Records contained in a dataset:

[Start of Attachment]

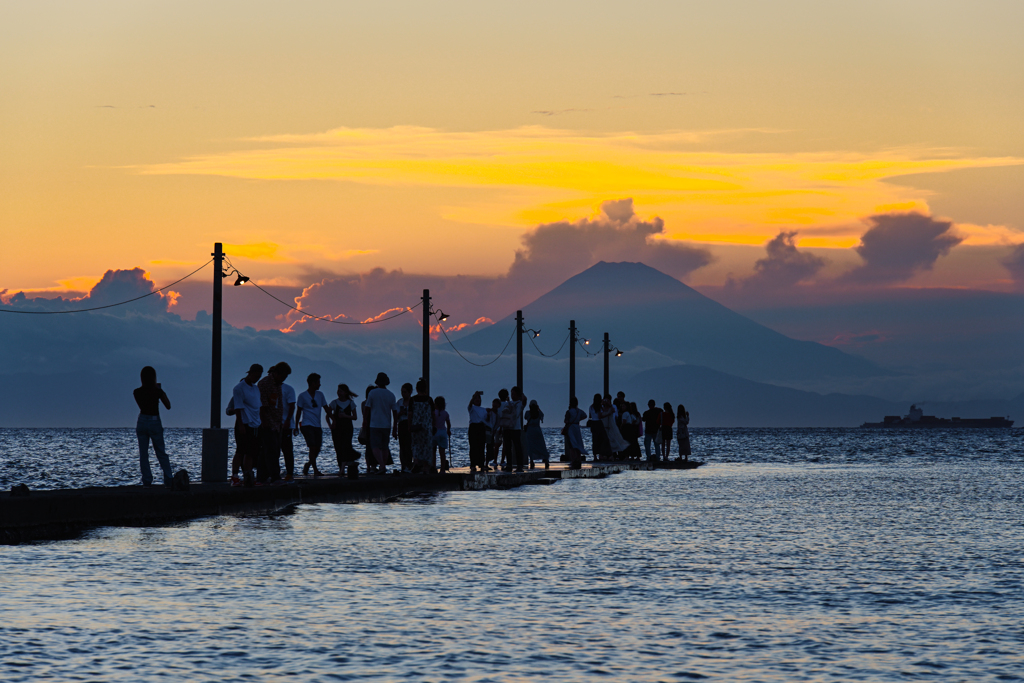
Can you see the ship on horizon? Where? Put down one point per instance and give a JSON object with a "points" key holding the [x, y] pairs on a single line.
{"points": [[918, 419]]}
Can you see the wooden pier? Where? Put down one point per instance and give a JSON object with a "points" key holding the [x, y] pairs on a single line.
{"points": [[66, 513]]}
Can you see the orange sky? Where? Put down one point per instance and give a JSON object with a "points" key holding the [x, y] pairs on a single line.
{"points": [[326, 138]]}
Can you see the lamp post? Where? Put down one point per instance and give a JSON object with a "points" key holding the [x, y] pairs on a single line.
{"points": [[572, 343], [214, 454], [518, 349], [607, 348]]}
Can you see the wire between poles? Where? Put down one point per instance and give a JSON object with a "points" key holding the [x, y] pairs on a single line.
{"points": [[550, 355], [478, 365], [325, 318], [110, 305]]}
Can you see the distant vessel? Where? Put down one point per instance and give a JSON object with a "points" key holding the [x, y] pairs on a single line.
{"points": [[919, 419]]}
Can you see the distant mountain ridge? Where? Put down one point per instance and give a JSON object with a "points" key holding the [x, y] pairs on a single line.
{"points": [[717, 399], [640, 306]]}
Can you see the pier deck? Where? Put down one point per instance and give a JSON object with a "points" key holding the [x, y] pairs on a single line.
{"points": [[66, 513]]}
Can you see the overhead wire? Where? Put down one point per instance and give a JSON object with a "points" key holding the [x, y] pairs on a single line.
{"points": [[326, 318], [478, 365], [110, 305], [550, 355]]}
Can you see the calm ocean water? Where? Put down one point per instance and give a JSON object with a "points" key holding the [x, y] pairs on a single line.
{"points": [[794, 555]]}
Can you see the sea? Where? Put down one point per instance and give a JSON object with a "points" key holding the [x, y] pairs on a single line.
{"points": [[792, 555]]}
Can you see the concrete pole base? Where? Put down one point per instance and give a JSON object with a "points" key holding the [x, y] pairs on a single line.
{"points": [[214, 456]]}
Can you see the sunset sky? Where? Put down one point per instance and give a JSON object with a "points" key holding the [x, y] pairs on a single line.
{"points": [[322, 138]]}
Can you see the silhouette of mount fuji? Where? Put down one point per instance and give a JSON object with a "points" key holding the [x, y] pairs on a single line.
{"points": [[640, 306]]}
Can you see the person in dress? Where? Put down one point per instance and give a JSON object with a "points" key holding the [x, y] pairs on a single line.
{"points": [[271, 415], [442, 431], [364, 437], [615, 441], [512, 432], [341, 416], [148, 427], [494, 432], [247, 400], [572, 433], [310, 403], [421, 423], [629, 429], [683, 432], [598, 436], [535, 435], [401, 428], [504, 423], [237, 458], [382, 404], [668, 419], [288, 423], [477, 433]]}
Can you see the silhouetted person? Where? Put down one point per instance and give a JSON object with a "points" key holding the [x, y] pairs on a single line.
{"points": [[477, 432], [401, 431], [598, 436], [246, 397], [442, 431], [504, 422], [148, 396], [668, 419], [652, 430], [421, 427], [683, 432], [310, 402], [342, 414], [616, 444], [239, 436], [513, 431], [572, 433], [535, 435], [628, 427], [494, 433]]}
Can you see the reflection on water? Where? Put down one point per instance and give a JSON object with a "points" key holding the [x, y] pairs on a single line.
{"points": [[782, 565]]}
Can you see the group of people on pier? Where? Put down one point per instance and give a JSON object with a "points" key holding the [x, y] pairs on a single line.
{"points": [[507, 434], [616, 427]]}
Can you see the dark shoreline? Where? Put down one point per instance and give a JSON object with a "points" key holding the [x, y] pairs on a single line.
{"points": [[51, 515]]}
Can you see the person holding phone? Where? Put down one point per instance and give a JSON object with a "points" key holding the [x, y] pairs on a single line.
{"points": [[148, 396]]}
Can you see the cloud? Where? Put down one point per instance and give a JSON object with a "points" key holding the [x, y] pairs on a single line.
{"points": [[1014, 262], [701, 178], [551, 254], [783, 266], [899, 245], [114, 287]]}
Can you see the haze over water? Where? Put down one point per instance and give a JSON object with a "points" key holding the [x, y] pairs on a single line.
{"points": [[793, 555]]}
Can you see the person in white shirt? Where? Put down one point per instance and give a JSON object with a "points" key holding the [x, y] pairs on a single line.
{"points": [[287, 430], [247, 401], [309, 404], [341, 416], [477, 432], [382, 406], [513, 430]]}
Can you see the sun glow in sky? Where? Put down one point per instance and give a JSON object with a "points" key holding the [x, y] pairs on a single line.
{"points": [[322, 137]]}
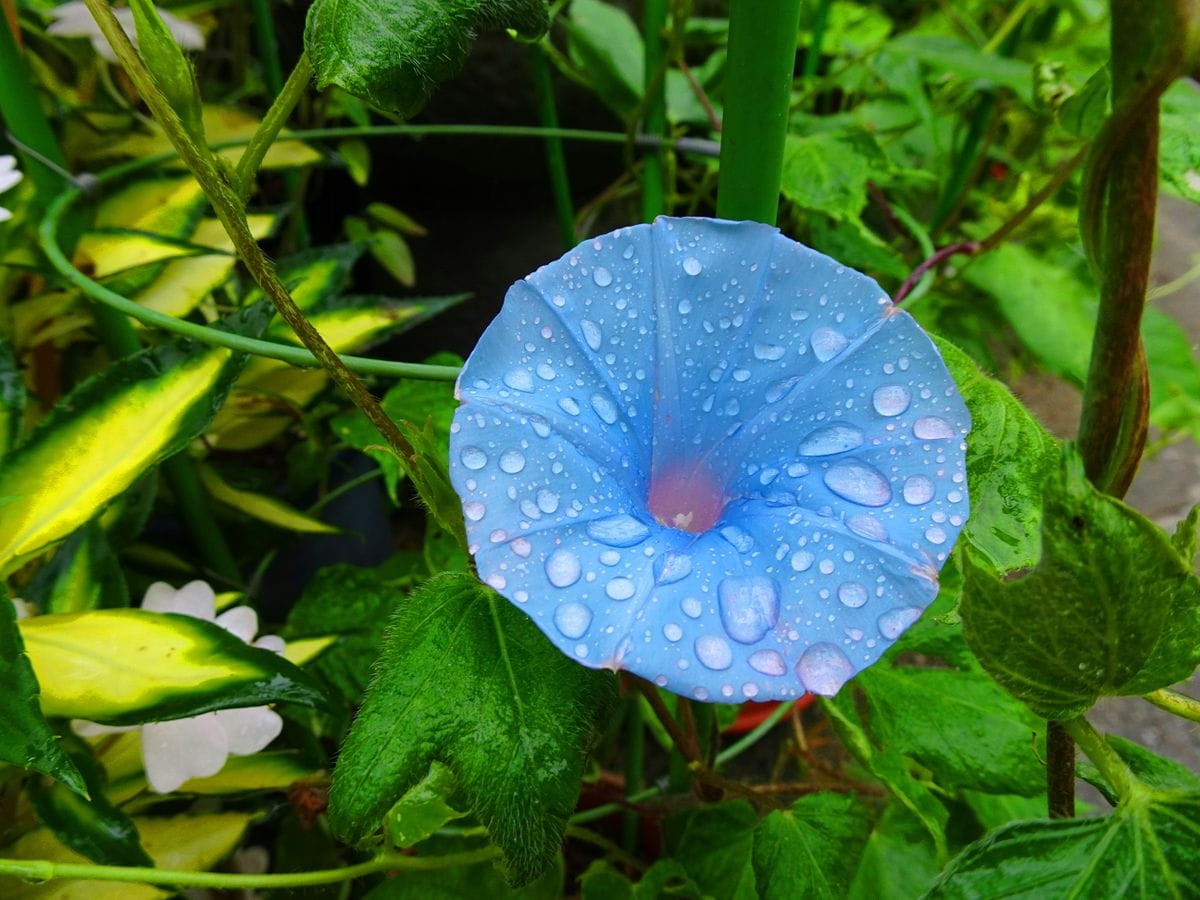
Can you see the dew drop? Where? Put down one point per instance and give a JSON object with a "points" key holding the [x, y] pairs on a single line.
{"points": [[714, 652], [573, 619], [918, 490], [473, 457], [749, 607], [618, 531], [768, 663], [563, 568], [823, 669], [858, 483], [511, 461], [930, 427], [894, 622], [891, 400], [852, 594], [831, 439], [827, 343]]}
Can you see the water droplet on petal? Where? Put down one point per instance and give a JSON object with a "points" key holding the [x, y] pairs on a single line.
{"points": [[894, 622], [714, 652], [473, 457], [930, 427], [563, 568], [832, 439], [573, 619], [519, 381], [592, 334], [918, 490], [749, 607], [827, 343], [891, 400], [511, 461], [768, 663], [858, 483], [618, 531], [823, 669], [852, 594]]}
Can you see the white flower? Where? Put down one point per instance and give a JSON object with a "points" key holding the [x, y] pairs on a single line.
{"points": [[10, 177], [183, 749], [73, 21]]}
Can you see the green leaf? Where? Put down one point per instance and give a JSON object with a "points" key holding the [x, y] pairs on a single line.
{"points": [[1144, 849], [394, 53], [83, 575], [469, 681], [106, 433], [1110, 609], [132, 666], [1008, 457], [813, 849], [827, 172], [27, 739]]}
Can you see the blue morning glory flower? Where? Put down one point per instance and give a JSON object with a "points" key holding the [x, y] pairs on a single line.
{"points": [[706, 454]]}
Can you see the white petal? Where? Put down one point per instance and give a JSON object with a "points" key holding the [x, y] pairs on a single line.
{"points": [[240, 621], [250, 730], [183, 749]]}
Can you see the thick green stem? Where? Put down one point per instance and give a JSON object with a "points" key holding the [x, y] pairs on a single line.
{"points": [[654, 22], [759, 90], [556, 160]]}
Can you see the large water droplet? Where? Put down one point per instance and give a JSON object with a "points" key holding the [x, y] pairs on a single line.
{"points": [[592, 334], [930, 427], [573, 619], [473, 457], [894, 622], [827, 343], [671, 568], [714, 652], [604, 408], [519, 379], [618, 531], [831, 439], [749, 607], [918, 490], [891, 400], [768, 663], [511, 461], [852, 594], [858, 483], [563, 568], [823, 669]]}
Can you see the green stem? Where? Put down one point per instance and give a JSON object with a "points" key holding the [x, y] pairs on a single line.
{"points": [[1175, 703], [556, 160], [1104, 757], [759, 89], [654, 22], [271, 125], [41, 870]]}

[End of Attachment]

§ EXERCISE BRIEF
Excluding the images, return each record above precisely as written.

§ EXERCISE RESULT
Can you see the ship on horizon? Where? Put down one point per instance and give a JSON object with a "points" key holding the [x, y] pairs on a single line.
{"points": [[918, 419]]}
Can you see the wooden pier? Where? Put down one point per instance and give a JSON object with a "points" key holding the [x, y] pairs on a single line.
{"points": [[66, 513]]}
Can you see the orange sky? Where? Put down one point per instance and give a JSON object with a "points" key holding the [x, y] pairs on a single line.
{"points": [[326, 138]]}
Can you see the lamp post? Where? Put down one point per instance and give a JSON object with a "points" key holding the [x, y] pairs on a single line.
{"points": [[572, 343], [214, 454], [518, 349], [607, 348]]}
Can you see the wire between poles? Where? Put down one point per instance and give a JSON object with a "points" key holding the [x, y] pairs on a single line.
{"points": [[550, 355], [478, 365], [325, 318], [110, 305]]}
Can you see the distant vessel? Where? Put down one point per instance and give a JSON object with a "points" key holding the [x, y] pairs on a single line.
{"points": [[919, 419]]}
Can you see the distant mountain ridge? Where? Put down one point per instance and give a JSON object with a "points" key holding the [x, y] pairs on a single line.
{"points": [[717, 399], [640, 306]]}
Can you see the pier deck? Where? Put down one point per instance and give a JSON object with a "points" key holding the [x, y] pairs on a single line.
{"points": [[66, 513]]}
Can you see the overhead wire? Where? Put down one point per instance and give a JSON object with a "points" key holding the [x, y] pairs on a single line.
{"points": [[326, 318], [478, 365], [110, 305], [550, 355]]}
Can you see the calm ocean water? Where? Put down one point per instance and give a JSON object with a "points" key holding the [x, y] pairs on a single line.
{"points": [[794, 555]]}
Can you see the sea? Where? Put down one point per instance and give a JSON object with a "points" key holding the [x, y] pairs on a single line.
{"points": [[792, 555]]}
Can you see the concrete pole base? Where? Put down one point per instance and give a JSON object with a "points" key holding the [x, y] pairs on a single line.
{"points": [[214, 456]]}
Can you see the sunset sky? Where? Put down one point per instance and give a JSON object with a "points" key holding the [x, y] pairs on a single line.
{"points": [[322, 138]]}
Can you see the silhouette of mount fuji? Where? Put down one point per instance and give a JSON object with a "points" key holding the [x, y] pairs on a single line.
{"points": [[640, 306]]}
Can you see the person in dress? Where? Put down one point per instance and give a JSON object with a "points" key holding the [x, y] pairs on a single line.
{"points": [[271, 415], [442, 431], [364, 437], [615, 441], [512, 432], [341, 416], [148, 427], [494, 432], [247, 400], [572, 433], [310, 403], [421, 423], [629, 429], [683, 432], [598, 436], [535, 435], [401, 428], [504, 423], [237, 458], [382, 404], [668, 419], [288, 423], [477, 433]]}
Can you see the silhouetted person? Where? Put down one point per instance and give a JSON object with a "points" key holding the [x, y] pairs on a single line.
{"points": [[477, 432], [401, 431], [598, 436], [246, 397], [442, 431], [504, 422], [148, 396], [668, 419], [652, 430], [421, 427], [683, 432], [310, 402], [342, 414], [616, 444], [239, 436], [513, 431], [572, 433], [535, 435], [628, 427], [494, 433]]}
Can you see the reflection on water? Where? Put down one point per instance and give a JSON object with a "points" key holding the [x, y] pairs on a single line.
{"points": [[782, 565]]}
Can you see the group of people on pier? Where? Put down one point per instance and give a JSON object with a "points" key holding the [x, y] pairs on a single line.
{"points": [[507, 434], [616, 427]]}
Can you see the dark shoreline? Where? Put down one point per instance and give a JSON object with a "points" key holding the [x, y] pairs on a single line.
{"points": [[51, 515]]}
Can you see the person holding phone? Where? Put down one point per instance and give a JSON object with a "points" key holding the [x, y] pairs on a single line.
{"points": [[148, 396]]}
Can you see the cloud? Where? Put down one point per instance and give a JSON object with a "points" key holding the [x, y] pairs on a single line.
{"points": [[1014, 262], [701, 178], [551, 254], [783, 266], [899, 245], [114, 287]]}
Can you see the haze over water? Where? Put down one point per instance and give a JSON object with a "points" key holding the [x, y] pairs on a single line.
{"points": [[793, 555]]}
Can you see the person in white shirt? Where? Put down one point per instance and give a JSON object with a "points" key holding the [x, y] pairs on a single line.
{"points": [[287, 430], [247, 401], [309, 404], [341, 416], [477, 432], [382, 406], [513, 430]]}
Can you see the sun glow in sky? Where? Put down one point per instance and give a JSON object with a "points" key holding the [x, y] pairs on a single line.
{"points": [[322, 137]]}
Can you see the dew drop? Where? Put down one point per instance and give a JSON object with a "points" key holding the [x, y] pairs on a single line.
{"points": [[714, 652], [573, 619], [918, 490], [473, 457], [749, 607], [618, 531], [768, 663], [563, 568], [823, 669], [858, 483], [511, 461], [930, 427], [894, 622], [891, 400], [852, 594], [831, 439], [827, 343]]}
Can you see the water droplet on petal? Where? Put down one point per instance and give a JSON object with a "points" key holding the [x, y] pairs on a single line.
{"points": [[894, 622], [714, 652], [473, 457], [930, 427], [563, 568], [832, 439], [573, 619], [519, 381], [592, 334], [918, 490], [749, 607], [827, 343], [891, 400], [511, 461], [768, 663], [858, 483], [618, 531], [823, 669], [852, 594]]}
Can you see the white flower? Where? Put down one point per instance and give a JSON object with a "points" key holding the [x, y] pairs on a single line.
{"points": [[10, 177], [183, 749], [73, 21]]}
Can you see the green leaf? Where? Put down one point per instance and give a JSON object with a "points" key holding the [x, y] pairs on a single line.
{"points": [[1144, 849], [394, 53], [83, 575], [469, 681], [106, 433], [1110, 609], [132, 666], [1008, 457], [813, 849], [827, 172], [27, 739]]}
Can you see the blue morning glory flower? Where? Put down one point per instance and give a JSON object with a "points" key holding the [x, y] pairs on a single line.
{"points": [[706, 454]]}
Can you see the white petal? Where? Put down one point per instance and give a JSON object with a "points" key holding the [x, y] pairs on a single line.
{"points": [[240, 621], [250, 730], [183, 749]]}
Can you see the thick green stem? Where? Put down one point per instance and give a JSON object with a "points" key holding the [x, y] pairs on a single line.
{"points": [[654, 22], [759, 90], [556, 160]]}
Can you see the large water droplet? Where? Put down one point per instance and give a JSON object with a "points" key holding the [x, y] pairs on a single line.
{"points": [[592, 334], [930, 427], [573, 619], [473, 457], [894, 622], [827, 343], [671, 568], [714, 652], [604, 408], [519, 379], [618, 531], [831, 439], [749, 607], [918, 490], [891, 400], [768, 663], [511, 461], [852, 594], [858, 483], [563, 568], [823, 669]]}
Can you see the green stem? Where? Put down one point per instance and give a JSON object with a "points" key holding the [x, y] pairs on a single line.
{"points": [[1175, 703], [556, 160], [1104, 757], [759, 89], [654, 22], [271, 125], [41, 870]]}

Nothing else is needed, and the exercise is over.